→ **Yazılı görevler**
**A.** Karadeniz'deki cinayetler hakkındaki yazıda adı geçen mevsimleri lütfen sıralayın.
**B.** Karadeniz'deki cinayetler hakkındaki yazıyı son cümlesinden sonra sürdürün.

→ **Alıntı metin**
--

Bir cinayet niçin işlenir?

YAYINLAMA: 07 Eylül 2016 / 20.00 | GÜNCELLEME: 07 Eylül 2016 / 20.00

Bilemiyorum, sizlerin hiç dikkatini çekti mi? Karadeniz'de çoğunlukla cinayet hangi aylarda işlenir? Gözlemlerimi/bildiklerimi yazayım: Karadeniz'de kış mevsiminde cinayet işlenmez. Çünkü, insanlar ya gurbettedir, ya da bölgede bulunanların çoğu yaşlı, dünya işlerinden elini ayağını çekmiş kişilerdir.
Bu bölgede cinayetler çoğunlukla yaz ve sonbaharda işlenir.

--

→ **Ham materyal**

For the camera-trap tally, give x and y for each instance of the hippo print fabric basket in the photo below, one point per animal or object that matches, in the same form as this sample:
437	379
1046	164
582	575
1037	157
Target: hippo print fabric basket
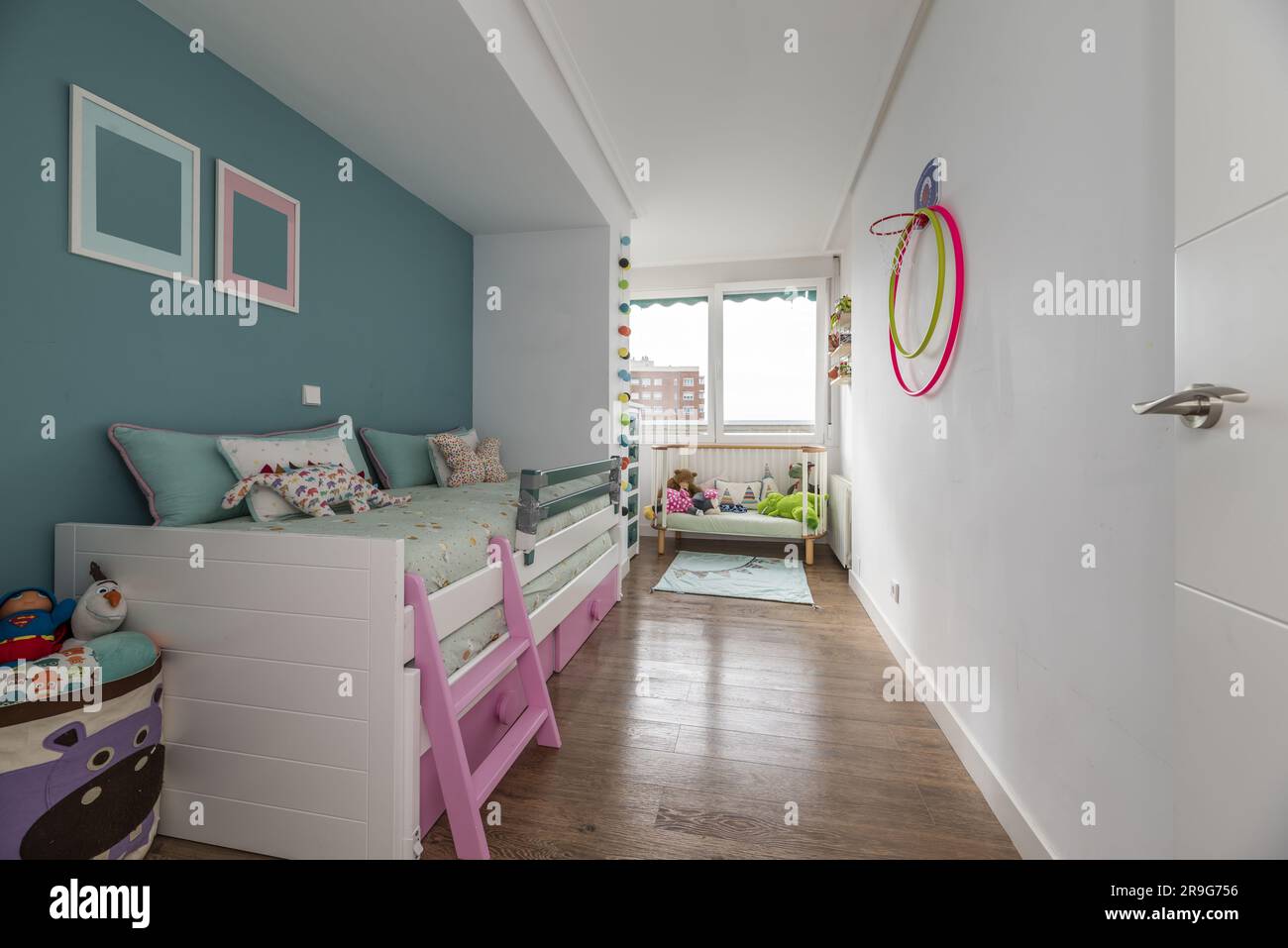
84	784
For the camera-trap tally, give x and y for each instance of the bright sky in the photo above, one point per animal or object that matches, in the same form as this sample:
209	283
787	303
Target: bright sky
769	356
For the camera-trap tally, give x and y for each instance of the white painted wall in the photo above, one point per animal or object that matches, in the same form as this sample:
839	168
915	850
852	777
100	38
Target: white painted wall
539	364
1232	604
1057	159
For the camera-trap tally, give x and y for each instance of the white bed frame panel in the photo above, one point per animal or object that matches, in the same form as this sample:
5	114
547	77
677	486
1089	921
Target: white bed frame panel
258	643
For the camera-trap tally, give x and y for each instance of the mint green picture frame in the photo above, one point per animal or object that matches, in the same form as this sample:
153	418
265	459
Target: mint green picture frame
165	236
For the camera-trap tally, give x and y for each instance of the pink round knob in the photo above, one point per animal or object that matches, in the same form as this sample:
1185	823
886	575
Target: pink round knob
507	707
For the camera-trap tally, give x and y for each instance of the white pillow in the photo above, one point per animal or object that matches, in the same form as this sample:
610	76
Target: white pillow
249	456
746	492
443	471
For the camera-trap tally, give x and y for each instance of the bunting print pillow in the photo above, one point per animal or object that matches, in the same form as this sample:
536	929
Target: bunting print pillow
250	456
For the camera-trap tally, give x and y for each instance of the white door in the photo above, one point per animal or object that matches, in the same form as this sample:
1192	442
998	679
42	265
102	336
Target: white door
1231	674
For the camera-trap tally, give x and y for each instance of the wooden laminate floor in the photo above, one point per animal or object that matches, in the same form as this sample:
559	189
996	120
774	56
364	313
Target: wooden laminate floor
699	727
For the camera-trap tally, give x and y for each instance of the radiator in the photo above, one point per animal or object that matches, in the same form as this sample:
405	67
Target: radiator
838	507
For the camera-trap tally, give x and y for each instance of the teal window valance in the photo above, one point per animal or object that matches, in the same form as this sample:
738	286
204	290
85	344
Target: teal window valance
668	300
811	295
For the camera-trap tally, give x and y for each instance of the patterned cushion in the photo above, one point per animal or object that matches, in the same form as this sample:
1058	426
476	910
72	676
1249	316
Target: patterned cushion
471	466
678	501
739	491
314	489
250	456
768	484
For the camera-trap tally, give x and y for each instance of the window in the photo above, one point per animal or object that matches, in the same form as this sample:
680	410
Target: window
745	363
771	388
669	339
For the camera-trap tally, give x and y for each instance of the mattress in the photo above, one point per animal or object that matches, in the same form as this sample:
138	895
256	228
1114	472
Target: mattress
445	532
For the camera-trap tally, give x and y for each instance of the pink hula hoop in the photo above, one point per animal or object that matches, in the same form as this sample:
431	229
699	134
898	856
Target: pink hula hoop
957	312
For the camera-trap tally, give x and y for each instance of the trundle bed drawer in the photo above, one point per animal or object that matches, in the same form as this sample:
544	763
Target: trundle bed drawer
572	633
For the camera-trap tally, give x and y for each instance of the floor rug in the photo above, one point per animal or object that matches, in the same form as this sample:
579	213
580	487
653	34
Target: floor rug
738	578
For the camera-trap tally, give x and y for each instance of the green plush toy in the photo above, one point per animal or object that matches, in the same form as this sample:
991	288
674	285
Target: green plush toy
793	506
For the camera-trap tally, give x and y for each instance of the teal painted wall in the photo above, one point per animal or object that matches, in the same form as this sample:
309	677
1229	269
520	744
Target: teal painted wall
384	324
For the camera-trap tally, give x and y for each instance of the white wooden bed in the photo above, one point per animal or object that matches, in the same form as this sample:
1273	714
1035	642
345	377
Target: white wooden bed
292	719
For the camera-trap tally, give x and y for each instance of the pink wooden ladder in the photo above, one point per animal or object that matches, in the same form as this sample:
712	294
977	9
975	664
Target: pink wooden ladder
442	703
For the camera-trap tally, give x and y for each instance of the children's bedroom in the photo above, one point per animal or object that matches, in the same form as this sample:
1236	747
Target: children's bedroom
587	429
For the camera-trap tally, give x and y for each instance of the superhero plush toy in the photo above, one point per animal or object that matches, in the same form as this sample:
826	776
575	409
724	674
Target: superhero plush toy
31	625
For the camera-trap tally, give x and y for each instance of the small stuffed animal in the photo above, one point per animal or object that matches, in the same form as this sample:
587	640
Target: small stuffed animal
31	625
687	480
316	489
101	609
791	506
795	474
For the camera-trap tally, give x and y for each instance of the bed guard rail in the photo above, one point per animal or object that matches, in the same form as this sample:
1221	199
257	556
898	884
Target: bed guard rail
533	510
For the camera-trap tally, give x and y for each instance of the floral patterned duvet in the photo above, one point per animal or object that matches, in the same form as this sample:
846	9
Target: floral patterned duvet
446	532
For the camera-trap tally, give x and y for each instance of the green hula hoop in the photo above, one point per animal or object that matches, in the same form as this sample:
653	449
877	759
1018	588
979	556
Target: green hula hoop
939	290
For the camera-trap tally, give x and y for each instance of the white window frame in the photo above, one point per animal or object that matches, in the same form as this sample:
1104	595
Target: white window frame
715	360
712	430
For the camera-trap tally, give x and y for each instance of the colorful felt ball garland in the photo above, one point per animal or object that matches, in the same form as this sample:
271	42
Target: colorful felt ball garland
623	308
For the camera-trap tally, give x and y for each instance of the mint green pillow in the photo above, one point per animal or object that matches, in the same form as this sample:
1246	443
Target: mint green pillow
399	460
123	653
184	476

--

→ **Görev yanıtları**
**A.** Kış, yaz, sonbahar

**B.**
Karadeniz'de Ordu, Giresun ve Trabzon'da özellikle "fındık mevsimi"nde sınır anlaşmazlığından kaynaklanan cinayetler işlendiğine üzülerek tanık oluyoruz. Bir kaç gün var, yerel gazetelerimizde fındık toplama anlaşmazlığı sonucu cinayet işlendiğini okuduk.
Ölenler oldu, yaralananlar var.
Diyeceksiniz ki; Türkiye'de kadastro çalışmaları yapıldı ve herkes arazisinin sınırını biliyor.
Hayır... Öyle değil!
Evet kağıt üzerinde sınırlar belirlenmiş ama, bu çalışmaların kimilerinde tek yönlü çalışma yapılıp sınırlar saptandığından; çözüme kavuşamayan anlaşmazlıklar doğmuş sonunda...
Kadastrocu arkadaşlar alınmasınlar ama, aralarında kimi işini bilmezler yüzünden bugünkü cinayetler işleniyor.
Örnek mi?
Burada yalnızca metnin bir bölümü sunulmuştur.